BEGIN Dataset
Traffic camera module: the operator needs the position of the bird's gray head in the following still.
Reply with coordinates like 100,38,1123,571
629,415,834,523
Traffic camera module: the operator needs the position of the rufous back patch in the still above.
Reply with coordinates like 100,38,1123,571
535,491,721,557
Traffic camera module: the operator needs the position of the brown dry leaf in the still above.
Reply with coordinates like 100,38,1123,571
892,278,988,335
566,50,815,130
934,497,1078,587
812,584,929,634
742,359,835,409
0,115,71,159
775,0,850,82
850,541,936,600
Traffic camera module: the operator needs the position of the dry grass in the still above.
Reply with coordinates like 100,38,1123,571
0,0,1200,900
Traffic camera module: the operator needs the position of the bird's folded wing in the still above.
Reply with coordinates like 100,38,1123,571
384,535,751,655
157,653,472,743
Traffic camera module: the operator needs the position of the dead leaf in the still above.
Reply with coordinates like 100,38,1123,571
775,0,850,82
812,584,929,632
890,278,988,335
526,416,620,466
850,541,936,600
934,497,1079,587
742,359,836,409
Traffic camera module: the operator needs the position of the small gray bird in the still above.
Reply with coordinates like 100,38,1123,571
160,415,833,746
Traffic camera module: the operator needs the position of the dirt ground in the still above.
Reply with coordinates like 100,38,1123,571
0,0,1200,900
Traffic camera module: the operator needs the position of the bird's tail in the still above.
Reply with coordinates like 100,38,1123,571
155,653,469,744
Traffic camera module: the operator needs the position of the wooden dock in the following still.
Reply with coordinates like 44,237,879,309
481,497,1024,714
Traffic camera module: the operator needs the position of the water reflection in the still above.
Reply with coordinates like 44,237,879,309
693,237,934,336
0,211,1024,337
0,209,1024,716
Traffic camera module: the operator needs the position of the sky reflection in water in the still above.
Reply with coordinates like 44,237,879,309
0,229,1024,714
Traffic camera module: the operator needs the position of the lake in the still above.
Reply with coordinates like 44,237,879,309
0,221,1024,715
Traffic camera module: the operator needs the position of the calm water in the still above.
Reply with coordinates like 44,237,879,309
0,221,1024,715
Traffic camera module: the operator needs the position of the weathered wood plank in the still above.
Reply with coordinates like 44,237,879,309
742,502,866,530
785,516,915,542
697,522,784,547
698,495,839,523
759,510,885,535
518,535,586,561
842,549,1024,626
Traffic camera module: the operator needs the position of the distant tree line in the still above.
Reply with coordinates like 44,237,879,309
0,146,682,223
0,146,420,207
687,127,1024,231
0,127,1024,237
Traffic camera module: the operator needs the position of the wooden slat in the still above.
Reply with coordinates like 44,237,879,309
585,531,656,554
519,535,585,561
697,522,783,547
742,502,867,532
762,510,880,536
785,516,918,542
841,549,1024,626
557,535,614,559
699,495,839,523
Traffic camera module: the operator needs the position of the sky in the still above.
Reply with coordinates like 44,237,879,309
END Dataset
Print all of the data above again, unchanged and line for line.

Traffic camera module: the operator needs the position of the bird's gray head in the following still.
Reply with coordinates like 100,38,1123,571
629,415,834,523
Traffic camera module: the operator needs the position of the rufous back patch in the still above.
Reply with coordinates like 100,38,1123,571
535,491,721,557
Traffic camera module: the operator needs the position of the brown dry leaf in the still above.
Reply with coordinates like 100,38,1123,571
892,278,988,335
566,50,815,130
934,497,1078,587
812,584,929,634
742,359,835,409
0,115,71,159
775,0,850,82
850,541,936,600
Traffic camera module: the operator needs the position of the dry grass in the still above.
Reply with coordinates like 100,38,1123,571
0,0,1200,900
Traffic camera module: the operator needs the position of the bird's folded wing in the still above.
Reply with coordinates like 100,38,1123,571
384,535,751,655
157,653,472,743
Traffic camera module: the operator needs the position of the dead leaf in the still above.
Reply with coordinates like 100,38,1123,571
775,0,850,82
812,584,929,632
890,278,988,335
526,416,620,466
850,541,936,600
934,497,1079,587
742,359,836,409
Traffic camera module: the operator needs the position of the small gray bird in the still above.
Reply with coordinates like 100,38,1123,571
160,415,833,746
Traffic camera module: the operator needs the position of the dirt ground in the still above.
Reply with coordinates like 100,38,1123,571
0,0,1200,900
Traffic camera module: the operator needs the position of the bird's tail in the still above.
Reply with coordinates like 100,38,1123,571
155,653,469,744
Traffic camera module: the operator needs the position of the wooden dock in the following still.
Reply with coordinates like 44,237,879,309
481,497,1024,714
Traffic camera module: the operator needs the position of the water reflection in the still above.
Reply with coordinates like 44,237,879,309
693,237,934,336
0,211,1024,337
0,209,1024,716
Traffic camera module: the operator needs the position of the sky reflection in water in the still above.
Reply with coordinates like 44,237,879,309
0,229,1024,714
Traffic camera module: the operator needs the position of the lake in the still above.
Reply with coordinates like 44,237,879,309
0,221,1024,715
Traffic camera module: the operator needs the position of the calm water in the still above.
Reply with coordinates like 44,237,879,309
0,221,1024,715
Traffic camera module: the operator needs the position of the weathered wood plank in the still above.
Reply with coordinates like 44,237,879,309
742,502,866,530
785,516,915,542
697,522,784,547
698,495,839,523
759,510,885,535
518,535,586,561
842,549,1024,626
Traffic camera module: the operator needs the position of the distant tree line in the still above.
Reply with coordinates like 44,237,879,309
0,146,682,223
0,146,420,207
687,127,1024,231
0,127,1024,237
Traffic camera module: the operator needs the position of the wooden slat in the still above.
Reply with coordinates like 44,237,879,309
585,531,656,554
519,535,585,561
697,522,783,547
742,502,867,532
762,510,880,536
785,516,918,542
841,549,1024,626
557,535,614,559
699,495,839,523
Traffic camera module: the operator needs the position of the sky in the still above.
Reply with coordinates like 44,237,879,309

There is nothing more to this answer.